▶ WORK ITEM
Give the lines again exactly as they appear below, from the line with "form [460, 4]." to the line with "form [29, 60].", both included, and only those lines. Leave every picture out.

* * * * * * *

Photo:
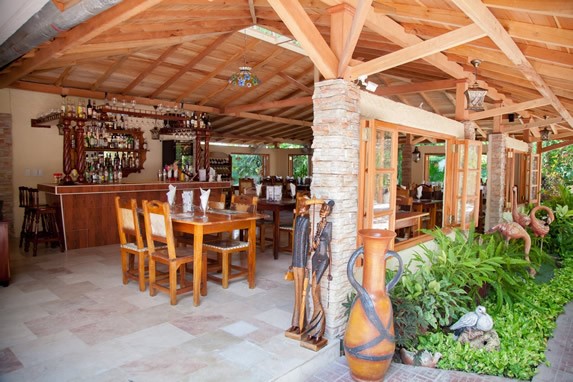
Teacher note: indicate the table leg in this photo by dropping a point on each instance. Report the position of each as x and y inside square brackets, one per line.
[252, 255]
[276, 233]
[198, 264]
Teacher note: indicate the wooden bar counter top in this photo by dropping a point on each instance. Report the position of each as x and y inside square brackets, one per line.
[88, 212]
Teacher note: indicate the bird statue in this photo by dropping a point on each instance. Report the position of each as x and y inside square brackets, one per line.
[476, 320]
[522, 219]
[539, 227]
[512, 230]
[420, 358]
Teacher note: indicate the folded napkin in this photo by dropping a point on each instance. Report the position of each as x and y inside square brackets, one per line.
[204, 199]
[171, 194]
[292, 189]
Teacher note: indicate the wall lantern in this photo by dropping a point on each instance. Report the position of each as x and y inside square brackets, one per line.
[474, 94]
[416, 154]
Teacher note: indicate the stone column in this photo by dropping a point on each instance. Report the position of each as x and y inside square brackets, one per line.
[496, 167]
[335, 176]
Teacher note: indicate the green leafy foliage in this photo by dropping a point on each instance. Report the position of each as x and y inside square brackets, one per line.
[523, 332]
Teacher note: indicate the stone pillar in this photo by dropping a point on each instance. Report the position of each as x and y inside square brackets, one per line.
[6, 175]
[335, 176]
[496, 167]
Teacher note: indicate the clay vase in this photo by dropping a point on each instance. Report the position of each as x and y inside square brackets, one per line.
[369, 342]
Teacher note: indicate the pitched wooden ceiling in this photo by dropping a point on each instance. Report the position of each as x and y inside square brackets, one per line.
[418, 51]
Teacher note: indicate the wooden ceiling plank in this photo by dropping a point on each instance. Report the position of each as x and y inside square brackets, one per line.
[479, 13]
[527, 126]
[269, 105]
[560, 8]
[423, 49]
[304, 31]
[508, 109]
[196, 59]
[363, 7]
[150, 68]
[78, 36]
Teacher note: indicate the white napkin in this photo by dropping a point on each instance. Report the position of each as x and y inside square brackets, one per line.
[187, 200]
[171, 194]
[204, 199]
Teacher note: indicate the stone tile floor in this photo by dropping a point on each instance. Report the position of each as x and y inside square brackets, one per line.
[67, 317]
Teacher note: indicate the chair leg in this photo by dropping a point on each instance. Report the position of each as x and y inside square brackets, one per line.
[141, 271]
[226, 270]
[172, 283]
[152, 290]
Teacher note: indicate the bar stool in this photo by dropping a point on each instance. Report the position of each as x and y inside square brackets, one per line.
[44, 216]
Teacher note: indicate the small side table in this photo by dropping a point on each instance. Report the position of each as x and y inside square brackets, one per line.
[4, 255]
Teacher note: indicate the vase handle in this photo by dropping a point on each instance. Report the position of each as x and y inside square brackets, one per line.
[397, 276]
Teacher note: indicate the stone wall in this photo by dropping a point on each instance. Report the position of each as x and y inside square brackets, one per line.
[335, 176]
[496, 166]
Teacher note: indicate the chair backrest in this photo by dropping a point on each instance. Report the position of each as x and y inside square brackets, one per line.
[128, 222]
[158, 227]
[244, 203]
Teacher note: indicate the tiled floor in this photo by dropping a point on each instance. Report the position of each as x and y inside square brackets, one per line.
[67, 317]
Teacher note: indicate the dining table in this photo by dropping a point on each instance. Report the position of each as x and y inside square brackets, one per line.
[276, 206]
[214, 221]
[430, 206]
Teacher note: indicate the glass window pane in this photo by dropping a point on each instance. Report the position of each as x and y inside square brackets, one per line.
[382, 192]
[383, 149]
[381, 222]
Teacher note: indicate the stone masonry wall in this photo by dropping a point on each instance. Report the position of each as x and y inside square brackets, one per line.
[335, 176]
[496, 165]
[6, 189]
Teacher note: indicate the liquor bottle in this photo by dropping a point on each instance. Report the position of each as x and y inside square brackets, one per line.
[90, 109]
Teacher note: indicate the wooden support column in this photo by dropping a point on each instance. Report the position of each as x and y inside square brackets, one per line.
[335, 176]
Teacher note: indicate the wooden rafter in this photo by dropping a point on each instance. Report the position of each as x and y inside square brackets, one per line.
[77, 36]
[414, 52]
[508, 109]
[483, 17]
[304, 31]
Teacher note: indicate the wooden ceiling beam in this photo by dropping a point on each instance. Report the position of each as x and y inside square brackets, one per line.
[508, 109]
[362, 9]
[479, 13]
[414, 52]
[194, 61]
[304, 31]
[269, 105]
[527, 126]
[76, 37]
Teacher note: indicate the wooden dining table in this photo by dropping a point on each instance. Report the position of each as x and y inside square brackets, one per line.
[285, 204]
[430, 206]
[216, 221]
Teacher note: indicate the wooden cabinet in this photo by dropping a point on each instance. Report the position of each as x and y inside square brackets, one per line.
[221, 162]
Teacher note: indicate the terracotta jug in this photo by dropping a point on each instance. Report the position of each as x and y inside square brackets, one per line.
[369, 339]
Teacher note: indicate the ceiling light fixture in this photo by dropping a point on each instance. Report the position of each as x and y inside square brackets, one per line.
[244, 78]
[474, 94]
[416, 154]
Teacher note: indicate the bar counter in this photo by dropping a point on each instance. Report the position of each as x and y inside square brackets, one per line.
[88, 211]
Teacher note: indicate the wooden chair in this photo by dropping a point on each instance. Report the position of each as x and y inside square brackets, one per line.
[225, 248]
[131, 243]
[158, 229]
[42, 224]
[289, 228]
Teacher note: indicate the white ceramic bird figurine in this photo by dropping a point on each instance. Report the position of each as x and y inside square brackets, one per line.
[478, 320]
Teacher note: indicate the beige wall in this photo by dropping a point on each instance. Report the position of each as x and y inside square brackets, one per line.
[38, 151]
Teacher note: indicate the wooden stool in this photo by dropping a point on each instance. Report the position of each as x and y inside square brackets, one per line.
[46, 217]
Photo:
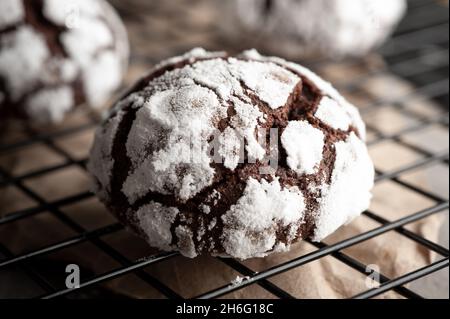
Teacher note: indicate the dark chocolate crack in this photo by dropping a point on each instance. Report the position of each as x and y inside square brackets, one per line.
[301, 106]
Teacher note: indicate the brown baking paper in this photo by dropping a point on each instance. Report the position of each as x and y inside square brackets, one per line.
[392, 254]
[159, 29]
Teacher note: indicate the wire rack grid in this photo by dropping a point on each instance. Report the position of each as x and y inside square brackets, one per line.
[412, 37]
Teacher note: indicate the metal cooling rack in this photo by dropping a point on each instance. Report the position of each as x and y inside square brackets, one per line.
[417, 40]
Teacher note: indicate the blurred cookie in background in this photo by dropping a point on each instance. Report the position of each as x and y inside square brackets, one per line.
[313, 28]
[58, 54]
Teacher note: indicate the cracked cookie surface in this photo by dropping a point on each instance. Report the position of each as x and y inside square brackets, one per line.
[182, 159]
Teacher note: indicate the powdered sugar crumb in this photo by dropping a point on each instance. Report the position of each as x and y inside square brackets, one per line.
[250, 226]
[353, 172]
[331, 113]
[156, 221]
[304, 146]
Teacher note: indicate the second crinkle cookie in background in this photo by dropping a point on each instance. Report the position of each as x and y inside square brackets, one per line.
[305, 28]
[58, 54]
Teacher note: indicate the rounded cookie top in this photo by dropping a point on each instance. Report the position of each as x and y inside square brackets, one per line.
[57, 54]
[233, 156]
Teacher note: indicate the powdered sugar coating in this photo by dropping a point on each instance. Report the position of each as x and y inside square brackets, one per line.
[333, 29]
[184, 114]
[331, 113]
[251, 225]
[304, 146]
[326, 88]
[156, 220]
[349, 192]
[84, 46]
[19, 65]
[157, 147]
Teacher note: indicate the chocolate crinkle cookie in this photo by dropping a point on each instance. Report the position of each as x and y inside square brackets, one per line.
[232, 156]
[328, 28]
[58, 54]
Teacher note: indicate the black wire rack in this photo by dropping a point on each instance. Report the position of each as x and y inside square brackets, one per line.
[422, 37]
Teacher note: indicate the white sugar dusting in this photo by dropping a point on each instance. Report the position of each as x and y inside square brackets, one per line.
[332, 114]
[11, 12]
[96, 53]
[184, 107]
[304, 146]
[349, 193]
[19, 64]
[50, 105]
[184, 115]
[299, 28]
[321, 84]
[250, 226]
[156, 221]
[169, 147]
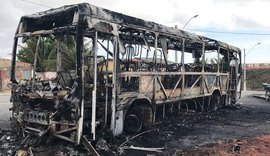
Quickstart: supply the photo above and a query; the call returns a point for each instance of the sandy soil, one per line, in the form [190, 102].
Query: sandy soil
[243, 130]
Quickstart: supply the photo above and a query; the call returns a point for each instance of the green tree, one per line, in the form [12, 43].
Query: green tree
[47, 52]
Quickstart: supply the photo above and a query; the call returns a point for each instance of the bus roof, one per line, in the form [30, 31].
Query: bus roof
[69, 15]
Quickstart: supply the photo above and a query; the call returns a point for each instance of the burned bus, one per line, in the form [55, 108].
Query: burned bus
[135, 73]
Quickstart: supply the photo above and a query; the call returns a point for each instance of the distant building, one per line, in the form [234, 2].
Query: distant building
[23, 71]
[258, 66]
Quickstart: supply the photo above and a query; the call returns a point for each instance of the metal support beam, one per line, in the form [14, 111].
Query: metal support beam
[80, 78]
[94, 92]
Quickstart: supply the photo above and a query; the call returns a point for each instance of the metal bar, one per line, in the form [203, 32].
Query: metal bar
[139, 73]
[94, 92]
[66, 130]
[91, 150]
[198, 79]
[13, 61]
[107, 89]
[35, 63]
[151, 81]
[114, 89]
[177, 83]
[63, 137]
[162, 87]
[80, 77]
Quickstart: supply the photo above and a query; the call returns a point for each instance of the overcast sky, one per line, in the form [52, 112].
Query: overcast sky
[241, 23]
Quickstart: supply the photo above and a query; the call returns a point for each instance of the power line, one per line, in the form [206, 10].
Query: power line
[37, 3]
[234, 33]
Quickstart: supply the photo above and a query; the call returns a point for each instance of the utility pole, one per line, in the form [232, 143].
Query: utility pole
[245, 71]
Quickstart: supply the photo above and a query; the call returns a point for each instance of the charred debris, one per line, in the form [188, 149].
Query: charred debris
[131, 87]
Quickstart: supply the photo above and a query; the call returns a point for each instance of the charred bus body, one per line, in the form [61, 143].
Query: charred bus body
[130, 86]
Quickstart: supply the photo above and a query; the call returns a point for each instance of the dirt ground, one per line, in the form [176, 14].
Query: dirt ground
[240, 130]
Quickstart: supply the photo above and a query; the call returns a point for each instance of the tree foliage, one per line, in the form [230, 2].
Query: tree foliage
[47, 52]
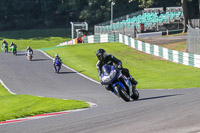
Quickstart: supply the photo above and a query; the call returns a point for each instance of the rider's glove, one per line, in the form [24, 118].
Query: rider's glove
[119, 67]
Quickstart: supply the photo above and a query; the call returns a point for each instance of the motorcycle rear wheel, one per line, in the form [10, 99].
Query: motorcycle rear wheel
[135, 95]
[123, 94]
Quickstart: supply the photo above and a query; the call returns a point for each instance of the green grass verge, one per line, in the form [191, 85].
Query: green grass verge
[151, 72]
[36, 39]
[18, 106]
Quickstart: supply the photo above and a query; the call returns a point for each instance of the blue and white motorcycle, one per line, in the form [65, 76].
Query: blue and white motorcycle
[57, 66]
[121, 85]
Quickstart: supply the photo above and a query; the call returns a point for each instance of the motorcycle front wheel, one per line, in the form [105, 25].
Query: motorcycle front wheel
[123, 94]
[135, 95]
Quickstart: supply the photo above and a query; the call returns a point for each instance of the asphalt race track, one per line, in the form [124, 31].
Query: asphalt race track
[157, 111]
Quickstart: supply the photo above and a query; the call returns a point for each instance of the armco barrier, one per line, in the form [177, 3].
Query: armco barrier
[101, 38]
[168, 54]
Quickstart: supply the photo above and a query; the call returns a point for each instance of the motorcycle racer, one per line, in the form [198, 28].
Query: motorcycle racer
[104, 58]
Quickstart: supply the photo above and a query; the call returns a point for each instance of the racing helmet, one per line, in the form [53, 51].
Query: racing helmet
[56, 55]
[101, 54]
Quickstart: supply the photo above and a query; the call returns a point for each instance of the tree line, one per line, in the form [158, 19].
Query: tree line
[27, 14]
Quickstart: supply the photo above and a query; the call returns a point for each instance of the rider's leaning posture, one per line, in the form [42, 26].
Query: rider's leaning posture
[56, 58]
[4, 43]
[29, 49]
[108, 59]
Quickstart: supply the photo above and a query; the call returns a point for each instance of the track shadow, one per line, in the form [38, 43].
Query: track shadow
[40, 59]
[66, 72]
[20, 54]
[158, 97]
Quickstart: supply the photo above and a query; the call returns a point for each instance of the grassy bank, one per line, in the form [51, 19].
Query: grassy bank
[151, 72]
[36, 39]
[18, 106]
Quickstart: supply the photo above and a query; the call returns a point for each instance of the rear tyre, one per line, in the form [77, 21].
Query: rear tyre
[123, 94]
[135, 95]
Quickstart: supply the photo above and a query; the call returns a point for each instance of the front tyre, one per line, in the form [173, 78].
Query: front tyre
[135, 95]
[123, 94]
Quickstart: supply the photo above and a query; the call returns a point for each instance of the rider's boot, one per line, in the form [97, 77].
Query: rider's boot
[133, 81]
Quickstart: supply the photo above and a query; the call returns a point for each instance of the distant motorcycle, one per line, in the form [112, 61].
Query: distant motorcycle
[14, 49]
[5, 48]
[121, 85]
[29, 55]
[57, 66]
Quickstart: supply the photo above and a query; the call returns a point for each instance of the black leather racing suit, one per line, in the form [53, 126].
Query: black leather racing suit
[111, 60]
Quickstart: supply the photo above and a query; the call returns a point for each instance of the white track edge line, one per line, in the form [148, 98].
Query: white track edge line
[6, 87]
[71, 68]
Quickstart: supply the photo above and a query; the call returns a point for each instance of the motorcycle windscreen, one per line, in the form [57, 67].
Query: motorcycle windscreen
[106, 69]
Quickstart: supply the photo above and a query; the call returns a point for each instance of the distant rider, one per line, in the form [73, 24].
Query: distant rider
[56, 58]
[13, 45]
[104, 58]
[29, 49]
[4, 43]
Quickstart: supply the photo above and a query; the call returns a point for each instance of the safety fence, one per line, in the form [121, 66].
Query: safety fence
[168, 54]
[193, 40]
[101, 38]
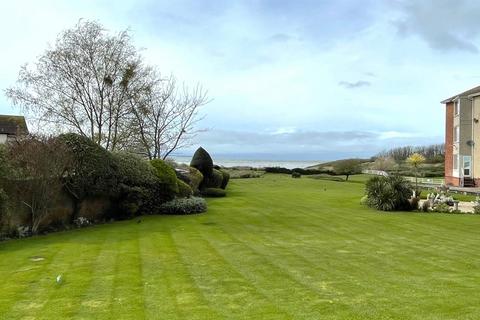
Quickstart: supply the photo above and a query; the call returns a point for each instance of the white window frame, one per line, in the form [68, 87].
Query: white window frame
[456, 134]
[469, 167]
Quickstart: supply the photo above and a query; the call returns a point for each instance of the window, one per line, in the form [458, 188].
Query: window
[456, 134]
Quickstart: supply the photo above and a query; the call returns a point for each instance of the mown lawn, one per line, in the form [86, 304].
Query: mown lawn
[275, 248]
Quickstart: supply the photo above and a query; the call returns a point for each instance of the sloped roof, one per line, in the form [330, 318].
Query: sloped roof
[13, 125]
[466, 93]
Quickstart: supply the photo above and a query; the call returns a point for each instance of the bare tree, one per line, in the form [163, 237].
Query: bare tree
[164, 116]
[83, 83]
[40, 164]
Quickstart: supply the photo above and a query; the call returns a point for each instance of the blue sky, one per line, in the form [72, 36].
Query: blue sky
[289, 79]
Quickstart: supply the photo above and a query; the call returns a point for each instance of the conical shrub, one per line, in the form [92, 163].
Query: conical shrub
[202, 161]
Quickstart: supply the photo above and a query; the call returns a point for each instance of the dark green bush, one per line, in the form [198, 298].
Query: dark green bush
[3, 207]
[225, 180]
[388, 193]
[140, 190]
[212, 181]
[202, 161]
[184, 206]
[130, 202]
[213, 192]
[133, 170]
[166, 174]
[184, 190]
[442, 208]
[94, 170]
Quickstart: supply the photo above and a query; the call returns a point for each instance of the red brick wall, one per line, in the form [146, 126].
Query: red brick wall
[449, 146]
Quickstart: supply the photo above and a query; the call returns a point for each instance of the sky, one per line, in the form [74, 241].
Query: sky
[292, 80]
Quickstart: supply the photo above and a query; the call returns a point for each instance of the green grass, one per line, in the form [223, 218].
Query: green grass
[275, 248]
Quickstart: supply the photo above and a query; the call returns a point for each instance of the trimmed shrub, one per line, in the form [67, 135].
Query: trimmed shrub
[364, 201]
[190, 175]
[129, 202]
[442, 208]
[426, 206]
[202, 161]
[184, 206]
[212, 181]
[388, 193]
[166, 175]
[213, 192]
[3, 207]
[133, 170]
[184, 190]
[476, 208]
[94, 170]
[141, 191]
[225, 180]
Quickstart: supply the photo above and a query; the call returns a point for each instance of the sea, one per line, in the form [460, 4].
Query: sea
[289, 164]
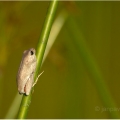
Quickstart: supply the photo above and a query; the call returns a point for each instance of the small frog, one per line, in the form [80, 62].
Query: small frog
[25, 76]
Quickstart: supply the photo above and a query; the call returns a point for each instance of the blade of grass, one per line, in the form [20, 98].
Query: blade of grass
[56, 28]
[92, 66]
[26, 100]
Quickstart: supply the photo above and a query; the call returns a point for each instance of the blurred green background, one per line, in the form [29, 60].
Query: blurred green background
[66, 89]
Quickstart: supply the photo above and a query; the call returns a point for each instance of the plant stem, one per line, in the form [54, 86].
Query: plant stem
[26, 100]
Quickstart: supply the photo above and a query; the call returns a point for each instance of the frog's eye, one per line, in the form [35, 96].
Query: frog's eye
[31, 52]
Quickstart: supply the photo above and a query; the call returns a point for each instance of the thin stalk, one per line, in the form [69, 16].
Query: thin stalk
[56, 28]
[92, 66]
[26, 100]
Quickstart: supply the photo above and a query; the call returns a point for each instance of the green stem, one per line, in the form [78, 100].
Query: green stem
[26, 100]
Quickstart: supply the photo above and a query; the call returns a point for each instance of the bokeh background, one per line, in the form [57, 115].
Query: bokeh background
[66, 89]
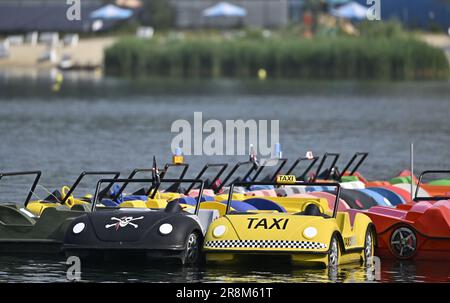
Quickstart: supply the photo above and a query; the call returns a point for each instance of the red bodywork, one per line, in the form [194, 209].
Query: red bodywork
[430, 223]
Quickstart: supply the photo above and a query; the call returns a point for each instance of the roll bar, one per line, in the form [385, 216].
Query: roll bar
[298, 183]
[151, 181]
[435, 198]
[38, 174]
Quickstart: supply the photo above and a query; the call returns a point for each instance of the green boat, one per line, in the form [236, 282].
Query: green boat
[23, 232]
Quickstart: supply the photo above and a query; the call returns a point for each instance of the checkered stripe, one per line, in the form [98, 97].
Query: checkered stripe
[265, 244]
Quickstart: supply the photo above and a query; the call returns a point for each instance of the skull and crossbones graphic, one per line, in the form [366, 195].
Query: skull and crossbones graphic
[124, 221]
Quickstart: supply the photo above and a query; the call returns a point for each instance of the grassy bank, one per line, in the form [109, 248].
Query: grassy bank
[367, 57]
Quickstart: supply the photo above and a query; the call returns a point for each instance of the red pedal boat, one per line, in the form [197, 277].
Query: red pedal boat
[413, 231]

* * * * * * *

▶ SOLUTION FOR THIS TASK
Quickstart: supply the photo above and a query; the call returns a point for each instance of the sea, one per line, in the form [460, 4].
Query: sea
[289, 164]
Quickstart: supply the photo above and a query; the call returns a point for each instance of the small frog, one per line, in the form [80, 62].
Query: small frog
[25, 76]
Quickstart: supply the photo above and a query; the call returns a point for each instance of the blade of grass, one per line, in the form [20, 98].
Query: blade of grass
[56, 28]
[92, 66]
[26, 100]
Quickstart: supply the photo above and a query; the call returns a point for each instance of the blurred green background, one per line, in the form [29, 60].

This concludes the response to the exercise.